**Records for the exercise**
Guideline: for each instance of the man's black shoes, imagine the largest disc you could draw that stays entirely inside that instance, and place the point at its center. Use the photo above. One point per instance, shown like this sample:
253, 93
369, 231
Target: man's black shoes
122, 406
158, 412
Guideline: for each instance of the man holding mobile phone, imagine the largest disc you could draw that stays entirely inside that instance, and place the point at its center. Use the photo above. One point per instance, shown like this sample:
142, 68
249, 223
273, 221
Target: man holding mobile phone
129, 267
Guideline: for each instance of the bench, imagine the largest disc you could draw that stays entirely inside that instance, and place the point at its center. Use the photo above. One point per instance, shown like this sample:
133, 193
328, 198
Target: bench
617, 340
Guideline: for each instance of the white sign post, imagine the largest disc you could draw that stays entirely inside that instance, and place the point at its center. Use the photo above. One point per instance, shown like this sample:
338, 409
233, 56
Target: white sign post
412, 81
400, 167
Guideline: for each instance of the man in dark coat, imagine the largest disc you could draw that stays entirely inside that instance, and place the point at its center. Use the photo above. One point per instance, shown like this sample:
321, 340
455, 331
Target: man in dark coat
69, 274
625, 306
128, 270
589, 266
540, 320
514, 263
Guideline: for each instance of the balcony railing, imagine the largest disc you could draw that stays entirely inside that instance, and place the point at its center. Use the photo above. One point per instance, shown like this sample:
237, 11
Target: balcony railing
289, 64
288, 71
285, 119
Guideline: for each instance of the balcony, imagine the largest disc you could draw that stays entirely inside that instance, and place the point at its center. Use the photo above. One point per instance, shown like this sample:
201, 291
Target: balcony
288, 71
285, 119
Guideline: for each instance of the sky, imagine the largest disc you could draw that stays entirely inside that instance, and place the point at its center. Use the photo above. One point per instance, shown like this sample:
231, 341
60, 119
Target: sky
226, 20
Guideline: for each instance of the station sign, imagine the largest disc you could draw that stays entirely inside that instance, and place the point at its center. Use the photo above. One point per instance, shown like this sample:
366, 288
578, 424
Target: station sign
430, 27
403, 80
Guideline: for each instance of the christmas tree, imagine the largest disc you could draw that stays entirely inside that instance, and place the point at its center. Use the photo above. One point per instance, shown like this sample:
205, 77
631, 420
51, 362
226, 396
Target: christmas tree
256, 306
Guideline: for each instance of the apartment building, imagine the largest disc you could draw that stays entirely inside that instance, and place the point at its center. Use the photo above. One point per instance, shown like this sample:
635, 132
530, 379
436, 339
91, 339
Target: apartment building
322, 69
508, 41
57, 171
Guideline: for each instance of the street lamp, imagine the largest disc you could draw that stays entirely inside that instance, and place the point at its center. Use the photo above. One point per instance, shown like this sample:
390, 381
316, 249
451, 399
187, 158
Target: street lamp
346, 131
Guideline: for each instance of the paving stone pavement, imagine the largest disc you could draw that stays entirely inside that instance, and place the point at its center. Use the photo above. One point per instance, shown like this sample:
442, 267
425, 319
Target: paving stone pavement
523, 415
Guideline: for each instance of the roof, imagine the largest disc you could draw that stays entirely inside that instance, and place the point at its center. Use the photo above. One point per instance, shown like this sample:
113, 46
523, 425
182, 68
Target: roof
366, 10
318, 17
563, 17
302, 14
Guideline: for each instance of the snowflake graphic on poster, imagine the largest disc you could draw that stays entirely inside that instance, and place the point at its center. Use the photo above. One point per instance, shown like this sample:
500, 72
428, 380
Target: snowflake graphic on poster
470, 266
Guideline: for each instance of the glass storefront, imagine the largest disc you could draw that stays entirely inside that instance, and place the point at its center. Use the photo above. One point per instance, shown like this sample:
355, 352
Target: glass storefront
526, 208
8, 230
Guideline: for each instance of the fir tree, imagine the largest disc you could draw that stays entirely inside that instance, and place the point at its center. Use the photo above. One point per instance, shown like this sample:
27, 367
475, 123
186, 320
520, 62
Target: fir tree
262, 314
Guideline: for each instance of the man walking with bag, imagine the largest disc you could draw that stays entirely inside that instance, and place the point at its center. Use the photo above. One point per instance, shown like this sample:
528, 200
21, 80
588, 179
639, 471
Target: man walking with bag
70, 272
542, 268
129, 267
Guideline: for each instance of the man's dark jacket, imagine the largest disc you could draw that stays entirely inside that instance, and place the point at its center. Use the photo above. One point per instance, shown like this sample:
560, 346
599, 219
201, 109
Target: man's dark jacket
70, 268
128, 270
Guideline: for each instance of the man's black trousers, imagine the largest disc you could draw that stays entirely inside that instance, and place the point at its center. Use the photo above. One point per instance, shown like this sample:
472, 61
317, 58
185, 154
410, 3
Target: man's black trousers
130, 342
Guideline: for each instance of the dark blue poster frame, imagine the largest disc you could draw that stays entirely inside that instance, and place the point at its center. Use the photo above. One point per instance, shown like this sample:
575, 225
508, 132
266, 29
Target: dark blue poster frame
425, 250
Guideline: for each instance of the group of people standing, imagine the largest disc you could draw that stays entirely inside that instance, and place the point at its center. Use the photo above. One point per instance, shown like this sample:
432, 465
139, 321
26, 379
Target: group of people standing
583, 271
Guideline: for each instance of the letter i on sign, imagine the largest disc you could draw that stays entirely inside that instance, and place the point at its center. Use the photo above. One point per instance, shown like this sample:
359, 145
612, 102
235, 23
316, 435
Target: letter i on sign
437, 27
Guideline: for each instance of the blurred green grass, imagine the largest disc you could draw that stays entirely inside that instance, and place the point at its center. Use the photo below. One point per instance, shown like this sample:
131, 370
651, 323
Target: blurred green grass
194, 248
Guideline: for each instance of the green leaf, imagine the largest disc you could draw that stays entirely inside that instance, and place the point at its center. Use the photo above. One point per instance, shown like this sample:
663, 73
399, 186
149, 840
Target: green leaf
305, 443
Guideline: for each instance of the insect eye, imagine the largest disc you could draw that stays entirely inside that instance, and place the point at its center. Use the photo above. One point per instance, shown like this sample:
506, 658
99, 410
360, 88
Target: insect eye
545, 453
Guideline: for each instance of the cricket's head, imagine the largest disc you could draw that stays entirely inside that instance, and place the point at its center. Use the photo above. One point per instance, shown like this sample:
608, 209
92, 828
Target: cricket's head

**Task directions**
For the string "cricket", show each line of the entries above where it occurs.

**Your solution**
Guideline: for each instance of the cricket's head, imagine the largest disc you could draw that stays entirely inside that instance, and place the point at its center. Use the photo above. One point per instance, shown like this sample:
Target: cricket's head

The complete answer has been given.